__EXTRACTED TEXT__
──────────
Today’s post comes to us from Steve.
So many issues ultimately come down to a chicken-or-the-egg controversy. For example, do we cry because sad music causes tears to flow? Or is it more that we get in such a funk that we play music we know will cause the waterworks to kick into high gear?
Some music makes me weep, and sometimes it is the same music that sends other folks into crying jags. But it gets complicated. Some songs that are sure to send many folks running for a box of tissues have no effect on me. I’ve read that Adele has done wonders for the sale of Kleenex, but she doesn’t get a sniffle from me. And I’m an easy weeper.
──────────
__SUPPLIED DATA__

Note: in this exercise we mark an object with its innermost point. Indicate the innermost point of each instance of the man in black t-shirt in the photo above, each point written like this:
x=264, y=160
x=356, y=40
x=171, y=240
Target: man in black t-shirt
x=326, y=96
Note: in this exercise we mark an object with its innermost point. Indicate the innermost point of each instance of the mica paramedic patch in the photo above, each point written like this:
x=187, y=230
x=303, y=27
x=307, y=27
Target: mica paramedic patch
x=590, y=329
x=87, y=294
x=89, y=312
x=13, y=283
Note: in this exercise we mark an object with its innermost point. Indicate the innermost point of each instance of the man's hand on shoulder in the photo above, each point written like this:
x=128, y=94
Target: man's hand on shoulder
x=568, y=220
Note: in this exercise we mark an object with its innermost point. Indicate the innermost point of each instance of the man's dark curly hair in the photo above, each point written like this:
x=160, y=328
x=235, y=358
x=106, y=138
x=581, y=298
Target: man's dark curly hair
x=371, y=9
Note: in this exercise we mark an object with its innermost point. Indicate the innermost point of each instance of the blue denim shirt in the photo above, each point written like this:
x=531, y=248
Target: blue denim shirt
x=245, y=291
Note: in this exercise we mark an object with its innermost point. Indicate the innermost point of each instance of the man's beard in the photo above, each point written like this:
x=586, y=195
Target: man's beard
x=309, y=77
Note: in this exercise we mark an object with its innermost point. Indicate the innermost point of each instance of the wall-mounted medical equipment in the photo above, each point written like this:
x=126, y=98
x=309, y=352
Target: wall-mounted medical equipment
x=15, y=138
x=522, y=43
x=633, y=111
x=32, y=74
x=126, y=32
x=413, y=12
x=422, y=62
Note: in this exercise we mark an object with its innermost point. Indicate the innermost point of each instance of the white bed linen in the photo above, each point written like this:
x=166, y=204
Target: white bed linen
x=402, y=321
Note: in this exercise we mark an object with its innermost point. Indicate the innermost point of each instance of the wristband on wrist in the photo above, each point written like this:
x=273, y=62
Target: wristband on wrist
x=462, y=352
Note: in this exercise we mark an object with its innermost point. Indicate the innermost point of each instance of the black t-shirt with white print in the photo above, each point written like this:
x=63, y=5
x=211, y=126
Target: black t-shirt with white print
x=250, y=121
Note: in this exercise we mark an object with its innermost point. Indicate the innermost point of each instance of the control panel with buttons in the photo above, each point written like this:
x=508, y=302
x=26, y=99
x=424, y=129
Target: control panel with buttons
──────────
Reproduce the passage of the post about music and crying between "So many issues" and "into high gear?", inclusive.

So many issues ultimately come down to a chicken-or-the-egg controversy. For example, do we cry because sad music causes tears to flow? Or is it more that we get in such a funk that we play music we know will cause the waterworks to kick into high gear?